▶ Records shown:
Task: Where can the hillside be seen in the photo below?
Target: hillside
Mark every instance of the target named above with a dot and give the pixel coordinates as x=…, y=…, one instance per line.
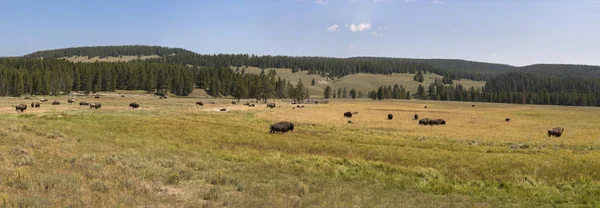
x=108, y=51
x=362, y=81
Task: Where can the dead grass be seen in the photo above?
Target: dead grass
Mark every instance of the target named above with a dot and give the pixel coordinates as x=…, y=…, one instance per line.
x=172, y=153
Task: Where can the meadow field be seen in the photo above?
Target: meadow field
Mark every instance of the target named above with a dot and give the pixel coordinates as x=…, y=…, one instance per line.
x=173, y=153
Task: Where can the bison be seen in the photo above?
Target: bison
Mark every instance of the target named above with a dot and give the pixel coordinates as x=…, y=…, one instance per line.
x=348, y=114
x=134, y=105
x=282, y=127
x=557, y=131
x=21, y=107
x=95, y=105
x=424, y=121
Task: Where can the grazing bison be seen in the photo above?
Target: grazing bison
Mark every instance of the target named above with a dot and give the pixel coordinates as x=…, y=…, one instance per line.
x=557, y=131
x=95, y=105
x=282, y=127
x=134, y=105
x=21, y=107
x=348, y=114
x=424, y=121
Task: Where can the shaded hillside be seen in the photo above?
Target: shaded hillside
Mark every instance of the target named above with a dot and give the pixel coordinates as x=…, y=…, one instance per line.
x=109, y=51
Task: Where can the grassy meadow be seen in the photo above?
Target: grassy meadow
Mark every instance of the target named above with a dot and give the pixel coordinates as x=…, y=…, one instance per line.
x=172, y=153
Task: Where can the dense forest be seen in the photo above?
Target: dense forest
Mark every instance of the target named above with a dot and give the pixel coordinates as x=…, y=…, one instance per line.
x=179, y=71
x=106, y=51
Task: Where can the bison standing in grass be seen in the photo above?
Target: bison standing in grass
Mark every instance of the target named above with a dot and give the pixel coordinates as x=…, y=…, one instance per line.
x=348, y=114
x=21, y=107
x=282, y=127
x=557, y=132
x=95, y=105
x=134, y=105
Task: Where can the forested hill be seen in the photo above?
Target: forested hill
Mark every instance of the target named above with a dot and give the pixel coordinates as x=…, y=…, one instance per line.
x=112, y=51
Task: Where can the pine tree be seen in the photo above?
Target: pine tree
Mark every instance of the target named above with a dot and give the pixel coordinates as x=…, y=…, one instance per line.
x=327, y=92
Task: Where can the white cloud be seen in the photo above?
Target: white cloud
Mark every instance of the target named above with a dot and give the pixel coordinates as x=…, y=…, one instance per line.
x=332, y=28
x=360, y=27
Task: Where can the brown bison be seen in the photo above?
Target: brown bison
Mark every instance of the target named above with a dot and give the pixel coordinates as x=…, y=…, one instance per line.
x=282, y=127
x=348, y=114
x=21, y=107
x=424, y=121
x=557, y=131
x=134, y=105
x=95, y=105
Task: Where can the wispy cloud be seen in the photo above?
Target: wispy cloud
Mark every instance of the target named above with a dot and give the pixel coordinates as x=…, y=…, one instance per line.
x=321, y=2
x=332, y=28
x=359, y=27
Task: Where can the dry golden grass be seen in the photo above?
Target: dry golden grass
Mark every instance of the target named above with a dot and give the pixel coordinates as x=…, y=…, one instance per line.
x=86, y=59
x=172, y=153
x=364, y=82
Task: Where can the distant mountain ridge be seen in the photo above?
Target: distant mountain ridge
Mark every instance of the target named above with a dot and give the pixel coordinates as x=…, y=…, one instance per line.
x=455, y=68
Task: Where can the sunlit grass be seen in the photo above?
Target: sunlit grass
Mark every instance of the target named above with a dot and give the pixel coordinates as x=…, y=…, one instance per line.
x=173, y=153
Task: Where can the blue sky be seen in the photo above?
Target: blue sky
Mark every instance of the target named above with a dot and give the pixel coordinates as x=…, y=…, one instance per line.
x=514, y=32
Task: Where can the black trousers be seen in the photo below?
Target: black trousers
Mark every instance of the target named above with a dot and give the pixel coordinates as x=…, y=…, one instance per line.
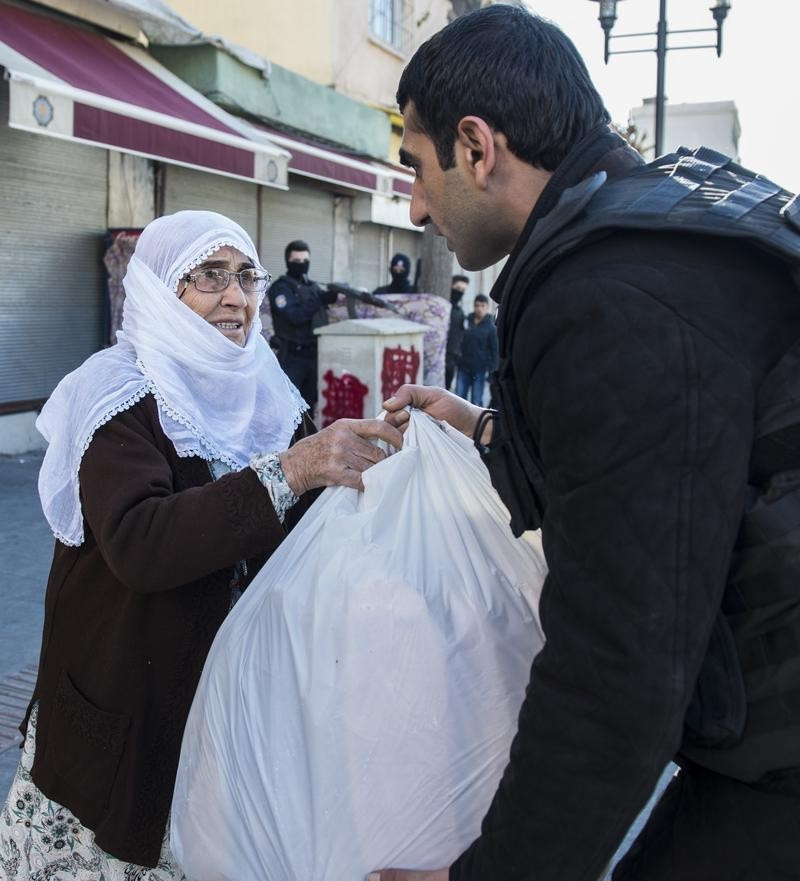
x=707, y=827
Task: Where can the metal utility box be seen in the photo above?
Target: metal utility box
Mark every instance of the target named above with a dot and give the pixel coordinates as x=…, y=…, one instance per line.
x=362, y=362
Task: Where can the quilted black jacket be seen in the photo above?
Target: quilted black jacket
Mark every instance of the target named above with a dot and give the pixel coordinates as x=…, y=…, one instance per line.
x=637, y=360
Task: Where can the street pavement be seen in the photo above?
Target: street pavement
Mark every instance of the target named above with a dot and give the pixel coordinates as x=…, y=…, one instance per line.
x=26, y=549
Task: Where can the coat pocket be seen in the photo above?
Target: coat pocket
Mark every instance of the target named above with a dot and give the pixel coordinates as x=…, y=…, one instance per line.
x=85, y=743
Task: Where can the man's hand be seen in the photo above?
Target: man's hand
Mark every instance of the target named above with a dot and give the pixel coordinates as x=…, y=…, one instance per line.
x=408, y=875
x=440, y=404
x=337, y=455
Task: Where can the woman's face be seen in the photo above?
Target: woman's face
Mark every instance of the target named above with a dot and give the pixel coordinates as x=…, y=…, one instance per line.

▶ Aim: Can you output every line of the material above as a numbered list, skipping blank lines and leaving out the pictures?

▶ The reply:
1. Task: Where can the hillside be seen in the photo below?
2. Target: hillside
3. Mark every instance of the target named above with a dot and give the pixel coordinates as x=…, y=…, one instance per line.
4. x=108, y=51
5. x=362, y=81
6. Task: Where can the dead grass be seen in the photo above?
7. Target: dead grass
8. Mark every instance of the target named above with a dot and give the pixel coordinates as x=…, y=…, one instance per line.
9. x=172, y=153
10. Task: Where can the meadow field be seen in the photo above?
11. Target: meadow field
12. Mark every instance of the target named above with a dot and give the pixel coordinates as x=…, y=…, one instance per line.
13. x=173, y=153
14. Task: Where can the bison be seen in the photo above?
15. Target: bison
16. Mark every instance of the target named above with a dot and give the pixel coordinates as x=…, y=…, one instance per line.
17. x=348, y=114
18. x=134, y=105
19. x=282, y=127
20. x=557, y=131
21. x=21, y=107
22. x=95, y=105
23. x=424, y=121
24. Task: Where can the grazing bison be seen in the photo above?
25. Target: grazing bison
26. Mark every instance of the target named above with a dot and give the pixel coordinates as x=…, y=…, one instance per line.
27. x=557, y=131
28. x=95, y=105
29. x=282, y=127
30. x=134, y=105
31. x=21, y=107
32. x=348, y=114
33. x=424, y=121
34. Task: Where can the shaded hillside be seen in the photo above?
35. Target: shaded hillside
36. Mark every instance of the target named above with a dot and give the pixel coordinates as x=…, y=…, one instance per line.
37. x=109, y=51
38. Task: Where can the grassy meadow be seen in the photo above?
39. Target: grassy meadow
40. Mark every instance of the target named above with a dot and give the pixel coordinates as x=…, y=…, one instance per line.
41. x=172, y=153
42. Task: Where can the dense forest be seen in the photo above?
43. Target: dense forest
44. Mark every instance of the target named above with a dot and give the pixel coordinates as x=…, y=…, one instance per line.
45. x=179, y=71
46. x=106, y=51
47. Task: Where can the bison standing in grass be seen in the photo above?
48. Target: bison standing in grass
49. Mark every instance of the target named above with a dot and give the pixel coordinates as x=…, y=…, one instance per line.
50. x=348, y=114
51. x=21, y=107
52. x=282, y=127
53. x=557, y=132
54. x=95, y=105
55. x=134, y=105
56. Task: Where can the forested hill be seen in the photo above?
57. Target: forested hill
58. Mark every instance of the target named above with a dot and give the pixel coordinates as x=…, y=…, one instance per line.
59. x=112, y=51
60. Task: Where can the pine tree be seen in the photo above?
61. Target: pine tree
62. Mark every instance of the target named above with a dot and give the pixel coordinates as x=…, y=…, one instance per line.
63. x=327, y=92
64. Task: Where can the white cloud be seen in the photo above?
65. Target: white cloud
66. Mark every instance of the target named above with a dot and give the pixel coordinates as x=…, y=…, one instance per line.
67. x=332, y=28
68. x=360, y=27
69. Task: Where can the brown bison be seen in the photo above?
70. Target: brown bison
71. Mark every instance of the target named above with a dot and give the pixel coordinates as x=…, y=…, one instance per line.
72. x=282, y=127
73. x=348, y=114
74. x=21, y=107
75. x=424, y=121
76. x=557, y=131
77. x=134, y=105
78. x=95, y=105
79. Task: Where can the wispy cloud be seen in the photo above?
80. Target: wispy cloud
81. Mark every instance of the target named above with a dot and give the pixel coordinates as x=…, y=…, one instance per line.
82. x=321, y=2
83. x=332, y=28
84. x=359, y=27
85. Task: Where can the dry golden grass be seen in the photo above?
86. Target: dry golden grass
87. Mark every instance of the target named above with a dot and give the pixel coordinates as x=…, y=…, one instance per line.
88. x=86, y=59
89. x=172, y=153
90. x=364, y=82
91. Task: Where can the distant mountain ridge be seen in the photo above?
92. Target: distant mountain ridge
93. Mark every instance of the target named above with a dot and give the pixel coordinates as x=…, y=…, one instance per line.
94. x=455, y=68
95. Task: Where can the sunlit grass be seen in the photo above?
96. Target: sunlit grass
97. Mark every instance of the target named above with a dot and give the pixel coordinates as x=…, y=…, one instance per line.
98. x=173, y=153
99. Task: Where can the blue sky be seen in the photo above?
100. Target: blue sky
101. Mark every instance of the target named above with a dot and give the pixel coordinates as x=…, y=…, one instance per line.
102. x=514, y=32
103. Task: Where can the black trousers be seen in the photo below?
104. Target: black trousers
105. Mark every instance of the target named above with a dot and give the pixel coordinates as x=…, y=…, one instance per line.
106. x=707, y=827
107. Task: Where can the metal utility box be seen in the photo above?
108. Target: metal utility box
109. Mark every instance of the target named above with a dot and give the pixel coordinates as x=…, y=…, one instance per line.
110. x=362, y=362
111. Task: Where can the quilted black jacket be seen in the photo above?
112. Target: quilted black jacket
113. Mark every instance of the target named above with a dot and give the pixel coordinates as x=…, y=…, one instance per line.
114. x=637, y=360
115. Task: Where can the street pavement be seen in the photo above?
116. Target: street pavement
117. Mark every instance of the target named above with a dot and give the pixel coordinates as x=…, y=…, one instance per line.
118. x=26, y=549
119. Task: Where can the coat pocket be seen in the photo above?
120. Target: coat pocket
121. Mark every instance of the target named above with a dot and give the pixel coordinates as x=…, y=…, one instance per line.
122. x=85, y=743
123. Task: Where can the man's hand be seen in the photo above?
124. Target: man's hand
125. Mark every instance of the target named above with a dot and give the pixel coordinates as x=…, y=…, one instance per line.
126. x=408, y=875
127. x=440, y=404
128. x=337, y=455
129. Task: Where can the woman's face be seen in the photo above?
130. Target: woman's face
131. Mark every instance of the target named above with a dot and give the pixel coordinates as x=…, y=…, one instance per line.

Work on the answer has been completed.